→ **Given exercise**:
Exactly repeat the line that contains "Detect drone pipe", then every line after it up to and including the final line.

Stored data entries
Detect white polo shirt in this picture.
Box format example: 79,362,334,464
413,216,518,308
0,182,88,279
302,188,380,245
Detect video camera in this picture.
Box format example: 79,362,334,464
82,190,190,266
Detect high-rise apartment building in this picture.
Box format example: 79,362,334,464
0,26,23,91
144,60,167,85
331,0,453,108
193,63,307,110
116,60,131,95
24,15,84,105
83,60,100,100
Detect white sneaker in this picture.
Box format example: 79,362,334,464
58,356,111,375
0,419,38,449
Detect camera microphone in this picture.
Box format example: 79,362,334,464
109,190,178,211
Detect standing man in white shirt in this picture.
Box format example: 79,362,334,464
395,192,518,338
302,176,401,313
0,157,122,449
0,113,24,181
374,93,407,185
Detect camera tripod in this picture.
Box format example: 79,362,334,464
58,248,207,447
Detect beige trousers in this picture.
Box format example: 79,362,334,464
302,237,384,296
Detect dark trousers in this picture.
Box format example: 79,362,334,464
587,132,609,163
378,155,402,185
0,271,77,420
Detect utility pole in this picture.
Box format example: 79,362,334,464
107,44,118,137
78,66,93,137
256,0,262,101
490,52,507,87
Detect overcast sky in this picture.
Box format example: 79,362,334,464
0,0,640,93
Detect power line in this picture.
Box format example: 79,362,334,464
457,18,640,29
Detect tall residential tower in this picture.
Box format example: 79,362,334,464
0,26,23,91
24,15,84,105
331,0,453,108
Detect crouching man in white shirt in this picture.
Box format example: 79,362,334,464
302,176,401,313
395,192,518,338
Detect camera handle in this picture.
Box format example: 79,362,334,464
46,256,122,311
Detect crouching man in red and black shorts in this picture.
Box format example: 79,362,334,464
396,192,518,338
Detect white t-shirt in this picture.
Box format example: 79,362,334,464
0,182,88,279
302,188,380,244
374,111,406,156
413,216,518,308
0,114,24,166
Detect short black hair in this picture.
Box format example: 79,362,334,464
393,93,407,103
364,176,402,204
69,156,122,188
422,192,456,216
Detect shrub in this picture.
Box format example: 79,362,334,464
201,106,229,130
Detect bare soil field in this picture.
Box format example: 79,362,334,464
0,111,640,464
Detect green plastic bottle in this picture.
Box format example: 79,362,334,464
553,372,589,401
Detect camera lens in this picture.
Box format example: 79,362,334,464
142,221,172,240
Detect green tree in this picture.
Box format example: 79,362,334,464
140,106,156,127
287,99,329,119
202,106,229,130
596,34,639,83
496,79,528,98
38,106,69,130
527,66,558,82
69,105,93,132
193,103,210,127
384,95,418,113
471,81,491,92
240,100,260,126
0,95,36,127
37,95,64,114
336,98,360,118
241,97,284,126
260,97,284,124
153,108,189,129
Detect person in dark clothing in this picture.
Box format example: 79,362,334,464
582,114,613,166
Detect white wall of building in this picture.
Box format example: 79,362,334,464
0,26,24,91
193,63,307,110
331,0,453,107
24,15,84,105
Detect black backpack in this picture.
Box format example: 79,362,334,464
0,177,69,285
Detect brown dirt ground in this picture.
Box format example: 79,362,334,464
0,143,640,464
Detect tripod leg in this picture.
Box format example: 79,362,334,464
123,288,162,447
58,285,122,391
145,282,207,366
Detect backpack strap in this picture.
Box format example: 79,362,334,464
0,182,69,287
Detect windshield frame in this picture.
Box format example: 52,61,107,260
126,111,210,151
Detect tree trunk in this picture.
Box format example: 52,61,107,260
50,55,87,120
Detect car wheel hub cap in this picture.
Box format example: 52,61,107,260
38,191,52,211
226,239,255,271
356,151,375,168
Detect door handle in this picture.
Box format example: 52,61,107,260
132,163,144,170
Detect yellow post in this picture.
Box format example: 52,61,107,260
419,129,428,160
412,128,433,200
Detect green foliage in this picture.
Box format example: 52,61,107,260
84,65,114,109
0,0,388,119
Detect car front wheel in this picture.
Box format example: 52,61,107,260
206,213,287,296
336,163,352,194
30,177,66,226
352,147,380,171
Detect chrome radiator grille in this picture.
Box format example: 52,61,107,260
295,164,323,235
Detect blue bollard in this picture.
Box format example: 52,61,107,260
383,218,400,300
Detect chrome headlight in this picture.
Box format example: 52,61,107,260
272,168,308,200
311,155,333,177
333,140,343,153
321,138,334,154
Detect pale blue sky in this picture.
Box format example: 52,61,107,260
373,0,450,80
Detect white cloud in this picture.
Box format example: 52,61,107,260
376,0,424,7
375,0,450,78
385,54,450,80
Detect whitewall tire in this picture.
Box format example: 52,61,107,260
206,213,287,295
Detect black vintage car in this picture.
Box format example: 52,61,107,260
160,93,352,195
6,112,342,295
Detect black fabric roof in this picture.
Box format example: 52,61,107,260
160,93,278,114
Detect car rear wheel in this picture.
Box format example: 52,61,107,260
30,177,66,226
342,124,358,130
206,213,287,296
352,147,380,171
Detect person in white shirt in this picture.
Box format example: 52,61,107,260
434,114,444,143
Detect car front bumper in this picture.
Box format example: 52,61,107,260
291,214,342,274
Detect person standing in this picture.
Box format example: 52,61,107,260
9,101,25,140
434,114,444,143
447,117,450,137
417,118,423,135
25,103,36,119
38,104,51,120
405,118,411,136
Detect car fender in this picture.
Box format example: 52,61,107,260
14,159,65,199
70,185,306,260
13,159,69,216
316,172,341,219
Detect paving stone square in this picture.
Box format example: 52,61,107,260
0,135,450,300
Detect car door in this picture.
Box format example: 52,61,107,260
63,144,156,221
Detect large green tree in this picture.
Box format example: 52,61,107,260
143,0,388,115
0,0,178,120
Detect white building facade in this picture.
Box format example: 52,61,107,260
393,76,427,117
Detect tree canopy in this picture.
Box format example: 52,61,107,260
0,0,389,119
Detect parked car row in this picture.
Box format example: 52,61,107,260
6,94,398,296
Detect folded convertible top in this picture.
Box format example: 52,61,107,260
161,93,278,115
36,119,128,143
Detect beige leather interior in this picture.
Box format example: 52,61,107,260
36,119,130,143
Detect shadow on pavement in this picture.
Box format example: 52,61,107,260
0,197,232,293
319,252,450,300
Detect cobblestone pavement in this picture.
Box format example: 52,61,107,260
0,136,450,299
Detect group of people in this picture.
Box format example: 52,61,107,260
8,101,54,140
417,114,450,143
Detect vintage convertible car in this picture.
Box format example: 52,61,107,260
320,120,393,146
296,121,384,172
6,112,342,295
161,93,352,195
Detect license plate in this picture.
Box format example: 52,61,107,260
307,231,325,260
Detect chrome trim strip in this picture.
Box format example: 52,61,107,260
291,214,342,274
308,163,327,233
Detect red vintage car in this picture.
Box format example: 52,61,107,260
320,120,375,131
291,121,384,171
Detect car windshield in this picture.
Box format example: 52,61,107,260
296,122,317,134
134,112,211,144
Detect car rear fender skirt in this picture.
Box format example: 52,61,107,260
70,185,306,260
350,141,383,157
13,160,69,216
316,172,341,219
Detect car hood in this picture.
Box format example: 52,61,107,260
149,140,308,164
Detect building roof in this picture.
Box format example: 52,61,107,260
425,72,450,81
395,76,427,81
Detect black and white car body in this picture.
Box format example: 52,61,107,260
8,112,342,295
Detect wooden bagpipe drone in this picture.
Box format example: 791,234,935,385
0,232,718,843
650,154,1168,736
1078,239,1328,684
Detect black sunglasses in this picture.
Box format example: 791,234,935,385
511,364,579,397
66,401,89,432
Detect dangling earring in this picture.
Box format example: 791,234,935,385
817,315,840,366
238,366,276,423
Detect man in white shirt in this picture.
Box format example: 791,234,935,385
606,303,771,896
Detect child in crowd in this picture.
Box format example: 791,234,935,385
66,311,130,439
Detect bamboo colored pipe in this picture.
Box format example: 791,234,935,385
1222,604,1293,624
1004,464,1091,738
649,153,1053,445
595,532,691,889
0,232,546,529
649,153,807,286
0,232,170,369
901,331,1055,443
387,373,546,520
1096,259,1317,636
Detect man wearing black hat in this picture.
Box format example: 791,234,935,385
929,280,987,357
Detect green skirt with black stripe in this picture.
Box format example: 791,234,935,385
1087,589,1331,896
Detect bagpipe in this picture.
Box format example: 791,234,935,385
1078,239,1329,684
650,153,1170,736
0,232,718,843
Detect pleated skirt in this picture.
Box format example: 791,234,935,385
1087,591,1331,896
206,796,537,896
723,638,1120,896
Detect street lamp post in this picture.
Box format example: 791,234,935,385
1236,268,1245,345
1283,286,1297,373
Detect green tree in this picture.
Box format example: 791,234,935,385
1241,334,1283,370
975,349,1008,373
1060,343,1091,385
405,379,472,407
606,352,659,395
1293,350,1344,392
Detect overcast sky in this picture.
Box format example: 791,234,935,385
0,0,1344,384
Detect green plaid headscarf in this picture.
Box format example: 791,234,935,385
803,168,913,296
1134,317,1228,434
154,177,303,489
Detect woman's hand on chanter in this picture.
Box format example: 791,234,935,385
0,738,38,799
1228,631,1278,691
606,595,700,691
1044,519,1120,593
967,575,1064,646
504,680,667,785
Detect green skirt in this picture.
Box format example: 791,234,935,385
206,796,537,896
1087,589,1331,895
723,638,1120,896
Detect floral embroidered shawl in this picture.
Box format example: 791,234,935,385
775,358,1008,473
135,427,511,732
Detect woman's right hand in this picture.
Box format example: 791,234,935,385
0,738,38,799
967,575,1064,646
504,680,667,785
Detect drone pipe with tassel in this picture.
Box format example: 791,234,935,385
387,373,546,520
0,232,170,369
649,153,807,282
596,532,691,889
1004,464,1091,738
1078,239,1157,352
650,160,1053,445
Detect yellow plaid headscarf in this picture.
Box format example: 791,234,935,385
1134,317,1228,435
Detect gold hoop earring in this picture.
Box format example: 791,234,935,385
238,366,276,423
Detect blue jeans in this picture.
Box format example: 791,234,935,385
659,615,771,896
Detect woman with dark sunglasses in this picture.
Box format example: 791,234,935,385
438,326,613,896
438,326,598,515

→ **The response**:
Detect drone pipe with tassel in this picture.
Box format example: 791,234,935,385
387,373,546,520
0,232,170,369
649,153,807,282
596,532,691,889
1004,464,1091,738
1078,239,1157,352
650,160,1053,445
Detect yellow plaid headscarf in this picture.
Box format example: 791,234,935,385
1134,317,1228,435
Detect gold hoop earring in this picture.
Box format example: 791,234,935,385
238,366,276,423
Detect blue jeans in this picture.
Box format example: 791,234,935,385
659,615,771,896
Detect woman with dark sunglasses in this picture.
Box format example: 791,234,935,385
438,326,613,896
438,326,598,515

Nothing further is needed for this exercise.